# MTB maintenance



## Greg (Jun 26, 2008)

Some interesting question by Marc in this *[post="279329"]thread[/post]*. I suppose that's representative of the typical maintenance needed for a FS bike? Let's put together a list of items one should do to keep their MTB in tip top riding shape. Construct the list like you would find in a maintenance schedule for a car, e.g. after each ride, or every X hours of riding, once each season, etc. Obviously some of you are probably more anal than others so feel free to critique each others' approach. :razz:


----------



## Marc (Jun 26, 2008)

Don't break shit.


----------



## Greg (Jun 26, 2008)

Marc said:


> Don't break shit.



Seriously though, if it's working, don't mess with it? No PM that can be done?


----------



## Marc (Jun 26, 2008)

All kinds of maintenance that can be done, but I've read threads on other forums that turn into bickering real quick on this subject just 'cause...

A lot of people ignore maintenance with the if it isn't broken, don't fix it justification and end up f'ing themselves over long term.

Maybe it'd help if you narrowed down the area we're talking about first and move onto another area...


----------



## Greg (Jun 26, 2008)

Marc said:


> Maybe it'd help if you narrowed down the area we're talking about first and move onto another area...



Just trying to get a feel for what others do to keep their bike working well. It will be interesting to see the different approaches and obviously everyone's approach will differ based on how and where they ride. Just trying to spark some conversation (that's my job!) and learn some stuff along the way...


----------



## gorgonzola (Jun 26, 2008)

i take a pretty mimimalist approach - keep her relatively clean (after) and lubed (chain and pivot points -before) every ride, replace shit when it breaks or wears out. new chain annually usually accompanied by a cassette


----------



## cbcbd (Jun 26, 2008)

I am no mechanical expert... but a few things I have learned:

-Use your lower gears. Trying to torque it out in a higher gear uphill will wear your chain/drivetrain faster

-If your chain is wet after a ride, wipe it dry and lube it up to prevent rusting. Lubing technique for chains - with the bottle held diagonally, place the tip of the bottle on the top side of the chain. Turn the crank to run the chain going away from the tip. Get one drop of lube per pin on the chain. No need to overdo it with more.

-Change your chain every once it has stretched and is "worn". You can measure it yourself easily or buy a chain wear tool
http://www.performancebike.com/shop/profile.cfm?SKU=23208&subcategory_ID=4204
If you let it wear too long, when you do have to change it, you'll have to change your cogs with it. 
Although, IMO one of the "cheapest" and fastest ways to make your old bike seem like new is to get a new cogset, new chain and new shifter cable = tight!

-Water is not your bike's friend. Don't hose your bike down with high pressure water, don't dunk your bike in the river, etc.  Water especially tends to pool around bottom brackets (lowest point inside the frame) and they can seize. Once in a while I'll take my crank and BB out and give it a cleaning/relubing. Anything with bearings is subject to this - BBs, some joints, hubs, headsets... 

-doesn't hurt to shoot a blast of lube all around the bike's parts every once in a while. Do not get that lube anywhere near the brake pads/braking surface.

And lastly...

**Task statement:**
In the mountain bike maintenance thread, where does water especially tend to pool? Please rely only on the mountain bike maintenance thread.

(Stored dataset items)

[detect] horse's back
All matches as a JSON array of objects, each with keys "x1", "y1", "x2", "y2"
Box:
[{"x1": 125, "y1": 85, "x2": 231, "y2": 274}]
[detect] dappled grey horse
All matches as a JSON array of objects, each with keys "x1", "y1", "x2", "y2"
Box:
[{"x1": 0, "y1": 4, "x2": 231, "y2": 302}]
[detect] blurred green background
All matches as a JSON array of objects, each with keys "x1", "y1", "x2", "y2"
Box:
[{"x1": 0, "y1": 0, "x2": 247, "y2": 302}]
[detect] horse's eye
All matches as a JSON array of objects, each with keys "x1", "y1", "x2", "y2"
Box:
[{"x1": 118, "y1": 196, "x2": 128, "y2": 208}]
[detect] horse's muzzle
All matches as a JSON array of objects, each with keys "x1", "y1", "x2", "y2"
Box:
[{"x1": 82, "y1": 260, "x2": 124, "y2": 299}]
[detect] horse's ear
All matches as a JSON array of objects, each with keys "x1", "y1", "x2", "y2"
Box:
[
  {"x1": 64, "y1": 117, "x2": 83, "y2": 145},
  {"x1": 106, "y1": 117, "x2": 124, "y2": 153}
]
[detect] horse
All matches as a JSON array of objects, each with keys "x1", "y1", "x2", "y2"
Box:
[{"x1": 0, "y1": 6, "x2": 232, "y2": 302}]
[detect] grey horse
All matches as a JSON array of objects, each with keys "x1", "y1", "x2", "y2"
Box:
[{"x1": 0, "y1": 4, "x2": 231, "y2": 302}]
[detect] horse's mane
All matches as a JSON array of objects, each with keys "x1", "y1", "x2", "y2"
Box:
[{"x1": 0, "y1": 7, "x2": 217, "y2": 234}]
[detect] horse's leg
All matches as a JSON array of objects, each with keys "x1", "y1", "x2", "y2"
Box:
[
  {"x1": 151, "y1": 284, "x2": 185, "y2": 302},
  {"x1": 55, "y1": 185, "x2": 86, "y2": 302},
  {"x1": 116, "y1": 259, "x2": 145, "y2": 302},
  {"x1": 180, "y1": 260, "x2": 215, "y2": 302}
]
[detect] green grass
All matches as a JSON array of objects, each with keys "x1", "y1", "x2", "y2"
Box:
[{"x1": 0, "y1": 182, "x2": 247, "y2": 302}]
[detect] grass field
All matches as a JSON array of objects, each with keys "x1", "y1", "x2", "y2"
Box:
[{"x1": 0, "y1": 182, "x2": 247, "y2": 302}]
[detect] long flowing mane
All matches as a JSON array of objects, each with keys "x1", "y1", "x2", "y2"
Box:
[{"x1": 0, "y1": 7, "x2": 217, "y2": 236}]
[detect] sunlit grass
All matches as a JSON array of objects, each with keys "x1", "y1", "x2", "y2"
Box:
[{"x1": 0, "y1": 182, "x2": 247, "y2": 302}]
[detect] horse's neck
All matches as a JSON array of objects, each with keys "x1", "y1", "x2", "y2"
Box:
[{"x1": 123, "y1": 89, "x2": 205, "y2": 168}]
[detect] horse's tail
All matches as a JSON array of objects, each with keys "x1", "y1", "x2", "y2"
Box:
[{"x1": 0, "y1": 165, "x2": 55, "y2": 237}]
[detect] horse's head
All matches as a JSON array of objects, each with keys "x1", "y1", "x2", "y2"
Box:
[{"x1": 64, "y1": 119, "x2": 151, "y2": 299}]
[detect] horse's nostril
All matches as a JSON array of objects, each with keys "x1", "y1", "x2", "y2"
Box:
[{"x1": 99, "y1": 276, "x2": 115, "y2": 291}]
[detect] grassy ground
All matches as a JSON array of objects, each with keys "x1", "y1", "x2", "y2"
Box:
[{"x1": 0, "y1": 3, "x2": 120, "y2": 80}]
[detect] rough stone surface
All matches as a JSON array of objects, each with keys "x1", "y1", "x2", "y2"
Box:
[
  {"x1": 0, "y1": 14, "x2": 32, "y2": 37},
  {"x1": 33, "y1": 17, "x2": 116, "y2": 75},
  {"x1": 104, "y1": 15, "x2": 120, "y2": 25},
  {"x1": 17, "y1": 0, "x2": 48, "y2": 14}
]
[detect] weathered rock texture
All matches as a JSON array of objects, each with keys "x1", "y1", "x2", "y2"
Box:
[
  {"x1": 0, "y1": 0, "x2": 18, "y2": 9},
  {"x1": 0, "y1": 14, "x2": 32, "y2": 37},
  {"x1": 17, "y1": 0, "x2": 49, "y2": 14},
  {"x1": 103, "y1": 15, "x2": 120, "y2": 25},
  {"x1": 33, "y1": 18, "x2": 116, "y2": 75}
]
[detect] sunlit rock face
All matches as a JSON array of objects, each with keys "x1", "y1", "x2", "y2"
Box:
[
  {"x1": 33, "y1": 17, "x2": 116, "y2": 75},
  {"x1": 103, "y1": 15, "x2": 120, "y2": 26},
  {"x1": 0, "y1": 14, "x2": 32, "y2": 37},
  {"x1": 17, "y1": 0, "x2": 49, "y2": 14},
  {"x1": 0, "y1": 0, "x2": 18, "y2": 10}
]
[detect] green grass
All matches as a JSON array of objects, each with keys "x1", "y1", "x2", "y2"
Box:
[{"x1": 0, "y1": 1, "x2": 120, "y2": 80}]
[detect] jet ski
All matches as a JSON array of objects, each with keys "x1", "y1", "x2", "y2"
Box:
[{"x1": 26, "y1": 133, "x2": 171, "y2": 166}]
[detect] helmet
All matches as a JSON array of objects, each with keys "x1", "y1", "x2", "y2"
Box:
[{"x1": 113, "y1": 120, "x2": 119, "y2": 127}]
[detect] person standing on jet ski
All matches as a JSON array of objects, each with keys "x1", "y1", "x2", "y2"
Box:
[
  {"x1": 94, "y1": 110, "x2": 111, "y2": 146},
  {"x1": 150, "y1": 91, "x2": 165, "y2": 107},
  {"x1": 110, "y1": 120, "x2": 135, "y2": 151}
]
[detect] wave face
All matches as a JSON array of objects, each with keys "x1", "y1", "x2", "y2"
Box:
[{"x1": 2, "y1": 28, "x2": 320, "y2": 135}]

**Solution:**
Around the bottom brackets, the lowest point inside the frame.